Records provided:
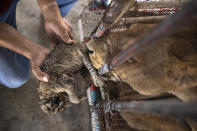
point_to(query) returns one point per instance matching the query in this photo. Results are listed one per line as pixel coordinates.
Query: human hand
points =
(59, 30)
(37, 59)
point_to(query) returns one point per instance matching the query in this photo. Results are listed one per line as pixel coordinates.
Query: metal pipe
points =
(144, 4)
(167, 27)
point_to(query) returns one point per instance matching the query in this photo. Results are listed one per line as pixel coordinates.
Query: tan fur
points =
(153, 122)
(167, 67)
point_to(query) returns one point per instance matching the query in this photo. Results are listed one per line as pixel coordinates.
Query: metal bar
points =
(167, 27)
(169, 107)
(144, 4)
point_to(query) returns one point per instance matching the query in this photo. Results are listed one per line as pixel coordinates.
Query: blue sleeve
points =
(9, 16)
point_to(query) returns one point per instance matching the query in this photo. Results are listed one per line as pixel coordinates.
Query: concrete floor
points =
(20, 110)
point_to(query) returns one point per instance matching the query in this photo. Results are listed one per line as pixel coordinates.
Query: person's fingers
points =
(40, 75)
(66, 38)
(70, 35)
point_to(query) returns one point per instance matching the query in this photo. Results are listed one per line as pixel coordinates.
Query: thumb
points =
(40, 75)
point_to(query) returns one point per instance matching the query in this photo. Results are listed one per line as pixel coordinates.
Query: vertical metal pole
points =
(167, 27)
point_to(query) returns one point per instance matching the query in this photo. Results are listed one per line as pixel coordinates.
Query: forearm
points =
(13, 40)
(50, 9)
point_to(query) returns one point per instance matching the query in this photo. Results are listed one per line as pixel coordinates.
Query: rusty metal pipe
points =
(167, 27)
(170, 107)
(152, 4)
(147, 19)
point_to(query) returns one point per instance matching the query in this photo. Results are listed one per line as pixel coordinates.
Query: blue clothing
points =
(14, 68)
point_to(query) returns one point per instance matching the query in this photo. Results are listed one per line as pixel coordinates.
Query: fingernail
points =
(45, 79)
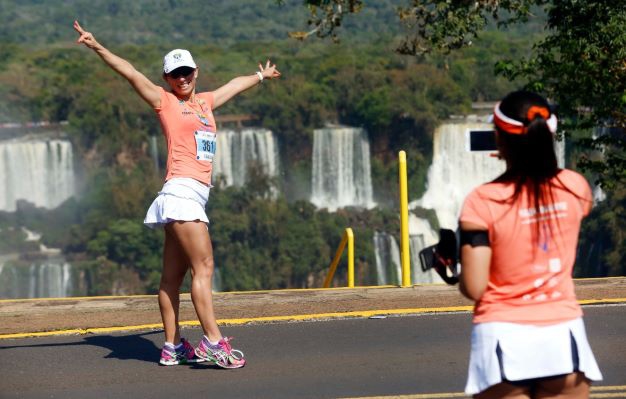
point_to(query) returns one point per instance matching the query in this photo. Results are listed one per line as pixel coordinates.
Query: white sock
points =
(211, 342)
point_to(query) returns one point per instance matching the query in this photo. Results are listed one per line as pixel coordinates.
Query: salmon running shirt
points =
(533, 253)
(190, 132)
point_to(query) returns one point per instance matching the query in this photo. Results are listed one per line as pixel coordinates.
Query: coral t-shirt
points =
(190, 132)
(533, 253)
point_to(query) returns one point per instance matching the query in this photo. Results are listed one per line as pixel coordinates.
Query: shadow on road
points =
(125, 347)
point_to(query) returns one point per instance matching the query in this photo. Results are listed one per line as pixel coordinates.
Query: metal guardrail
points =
(347, 238)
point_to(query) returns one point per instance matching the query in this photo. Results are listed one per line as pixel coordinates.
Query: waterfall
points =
(388, 269)
(455, 171)
(341, 169)
(237, 151)
(40, 171)
(52, 278)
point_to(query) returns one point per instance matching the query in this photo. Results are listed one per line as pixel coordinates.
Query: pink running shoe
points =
(185, 354)
(221, 354)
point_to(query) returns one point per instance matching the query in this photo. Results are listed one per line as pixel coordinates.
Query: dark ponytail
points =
(526, 142)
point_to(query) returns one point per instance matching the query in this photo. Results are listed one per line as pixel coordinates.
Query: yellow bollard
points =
(404, 222)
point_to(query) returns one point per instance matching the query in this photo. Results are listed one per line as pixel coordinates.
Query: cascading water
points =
(388, 269)
(341, 169)
(40, 171)
(239, 150)
(455, 171)
(50, 278)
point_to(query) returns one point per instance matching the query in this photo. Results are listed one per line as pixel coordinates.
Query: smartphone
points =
(481, 140)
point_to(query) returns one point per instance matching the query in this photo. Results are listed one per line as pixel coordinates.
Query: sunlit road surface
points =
(421, 356)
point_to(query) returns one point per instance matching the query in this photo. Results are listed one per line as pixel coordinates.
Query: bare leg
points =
(175, 266)
(195, 242)
(573, 385)
(504, 390)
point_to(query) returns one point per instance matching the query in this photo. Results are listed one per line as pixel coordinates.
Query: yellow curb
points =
(233, 322)
(88, 298)
(104, 297)
(266, 319)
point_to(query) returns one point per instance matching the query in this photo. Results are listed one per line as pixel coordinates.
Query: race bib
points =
(205, 145)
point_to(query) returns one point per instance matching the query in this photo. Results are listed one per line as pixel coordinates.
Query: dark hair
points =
(530, 157)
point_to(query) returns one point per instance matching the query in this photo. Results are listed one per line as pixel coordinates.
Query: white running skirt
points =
(181, 199)
(515, 352)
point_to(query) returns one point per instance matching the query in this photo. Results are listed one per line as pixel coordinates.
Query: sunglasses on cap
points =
(182, 71)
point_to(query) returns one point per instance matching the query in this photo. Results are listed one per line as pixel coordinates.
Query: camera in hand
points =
(442, 257)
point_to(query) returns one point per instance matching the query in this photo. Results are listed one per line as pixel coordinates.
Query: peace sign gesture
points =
(85, 37)
(270, 71)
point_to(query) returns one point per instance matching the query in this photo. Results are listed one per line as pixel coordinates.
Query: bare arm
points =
(243, 83)
(475, 263)
(142, 85)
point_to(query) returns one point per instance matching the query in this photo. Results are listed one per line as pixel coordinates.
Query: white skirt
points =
(181, 199)
(514, 352)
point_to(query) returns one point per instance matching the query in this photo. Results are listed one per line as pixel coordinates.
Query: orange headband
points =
(513, 126)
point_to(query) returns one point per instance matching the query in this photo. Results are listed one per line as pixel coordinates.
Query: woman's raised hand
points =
(269, 71)
(85, 37)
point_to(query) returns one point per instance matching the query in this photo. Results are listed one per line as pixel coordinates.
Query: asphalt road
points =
(321, 359)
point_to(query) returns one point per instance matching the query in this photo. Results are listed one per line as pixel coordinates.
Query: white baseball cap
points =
(176, 59)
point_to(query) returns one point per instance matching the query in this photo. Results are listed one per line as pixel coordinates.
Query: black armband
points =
(475, 238)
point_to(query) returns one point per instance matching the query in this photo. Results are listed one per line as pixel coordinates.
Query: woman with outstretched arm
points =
(190, 131)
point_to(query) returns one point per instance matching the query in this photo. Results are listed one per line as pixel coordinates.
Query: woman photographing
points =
(518, 245)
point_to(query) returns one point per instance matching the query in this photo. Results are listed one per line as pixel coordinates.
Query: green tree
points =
(580, 64)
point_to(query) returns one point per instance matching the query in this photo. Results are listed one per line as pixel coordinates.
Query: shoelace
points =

What to work on: The answer must be an exact copy of the lines above, from the start of the records through the line with "Query: tan fur", and of nothing else; no pictures belong in it.

Answer for the task:
point_to(query) returns one point per instance matching the query in this photo. Results are listed one per line as pixel coordinates.
Query: human hand
points =
(59, 30)
(37, 59)
point_to(query) returns one point per instance matching the query in this photo. Results are listed one per line as pixel coordinates.
Query: metal pipe
points =
(144, 4)
(167, 27)
point_to(query) returns one point per instance matching the query in this photo. Results are listed one per line as pixel coordinates.
Query: tan fur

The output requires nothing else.